▸ TASK INSTRUCTIONS: Please pick out each line below that contains the word "vent", and copy those lines.

▸ DATASET RECORDS:
----

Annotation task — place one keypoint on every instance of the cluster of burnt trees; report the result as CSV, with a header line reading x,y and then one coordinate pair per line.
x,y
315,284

----

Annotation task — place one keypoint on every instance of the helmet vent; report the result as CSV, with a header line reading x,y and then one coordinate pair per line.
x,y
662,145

----

▸ OUTPUT FOR THIS TASK:
Annotation task — place one keypoint on every instance of the helmet vent; report the result as CSV, with a header line reading x,y and then one coordinate pair per line.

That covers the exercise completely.